ROBIE: Let me give you a scenario. Your Web site has a message coming in: Someone wants to ask for the price of some stocks.
Now we can join XML documents and various relational tables. The XML documents will identify the person who wants the information. It will give the data range that person is interested in. We join that against a relational database to figure out how the stocks have performed, and we build an XML structure that contains the result.GCN: It seems as if there is some resistance to the idea of using XML as a database tool from the relational database community.
ROBIE: Yeah, I read your interview with [database consultant] Fabian Pascal. It depends on who you're talking about.
Certain purists don't like it. If you remember back in the early days, some of the people who are kicking back against XQuery now were kicking back then against the use of null in SQL [to represent missing data].
They are the people for whom SQL and real relational databases just aren't pure enough and what should have existed never really got implemented.
I think that since the standards boards of the International Standards Organization and the American National Standards Institute are in the process of adding all of XQuery into SQL, it is just hard to claim that the SQL community is not accepting XQuery.
If you go to the major database conferences, you will see a lot on XML. Every relational database vendor has added XML support.
People are very conservative about their database choices. But the flow of information is just as important as the control of information.
For most information, if you want to exchange it, you use XML. People don't give every Tom, Dick and Harry a connection to their databases. And the way you get through the firewall is to send XML around.GCN: It seems repetitive to add an XML tag to each record in a database. Don't XML databases require more storage space than relational ones?
ROBIE: I think you are confusing physical characteristics with logical characteristics. In an XML database, you don't have to store the physical characters associated with every tag. If I have an XML view of the rows and tables of the relational database, it could be exactly the same size as the relational database.

━━━━━━

- **Assignment**
Please resume the interview excerpt on XML and relational databases, starting right after its last sentence.

- **Records shown**
━━━━━━

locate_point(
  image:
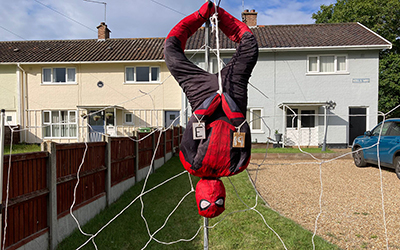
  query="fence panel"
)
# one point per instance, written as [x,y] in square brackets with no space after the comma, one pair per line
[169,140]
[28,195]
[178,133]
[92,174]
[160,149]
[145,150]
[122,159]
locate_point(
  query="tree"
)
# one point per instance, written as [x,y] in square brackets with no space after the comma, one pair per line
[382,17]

━━━━━━

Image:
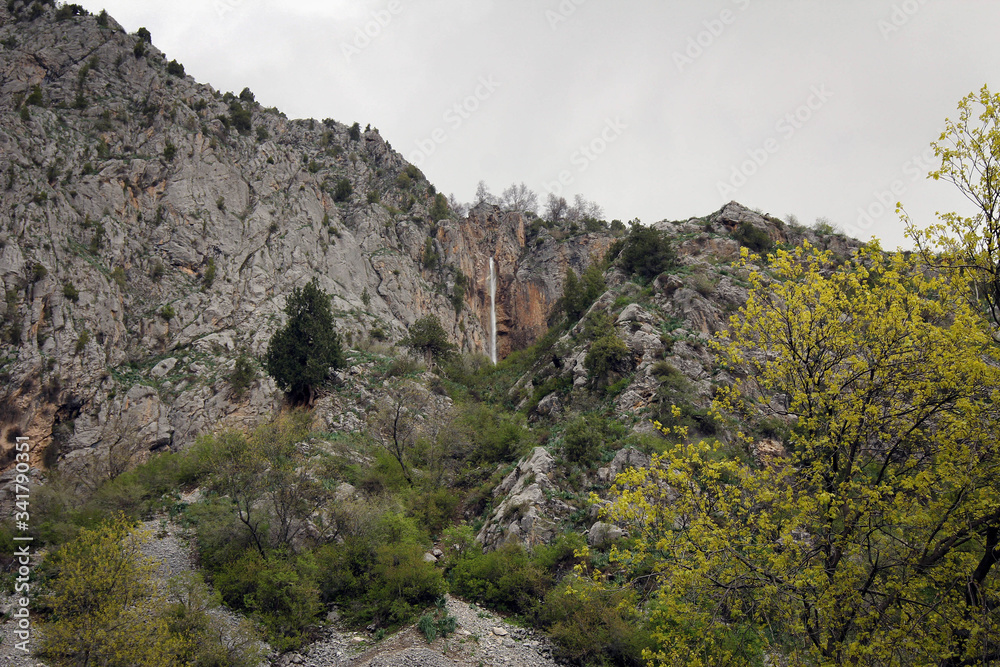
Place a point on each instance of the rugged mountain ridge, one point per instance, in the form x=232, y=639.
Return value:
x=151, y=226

━━━━━━

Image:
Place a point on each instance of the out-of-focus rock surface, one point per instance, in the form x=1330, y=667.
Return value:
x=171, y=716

━━━━━━

- **Exercise result**
If the data is in a native XML database, then it depends on the physical design of the structures used to store things. But there is no reason it has to be more storage-intensive than a relational database.
If you have a straight text file, then, yes, it will be large, but it is very repetitive information, which is easily addressed. There is work being done in binary XML, which is a much more compressed format.
A database isn't just a bunch of two-dimensional tables with data. You have all these indexes, and the indexes can make the data several times larger than the original. XQuery right now is read-only, and it has no idea what a table is, by the way.GCN: What does DataDirect offer in terms of XQuery?
ROBIE: We have two things. We are shipping today an XQuery implementation in Stylus Studio, which is an integrated development environment for XML.
We'll also be developing over the coming year DataDirect XQuery. That will be an XQuery implementation that works with all the major relational databases and with XML sources, either in files, or in the Java programming space. You can query an XML file, or an Oracle, Microsoft, IBM, MySQL or Sybase database.GCN: Do you enjoy working on standards boards? It seems like standards take a long time to develop.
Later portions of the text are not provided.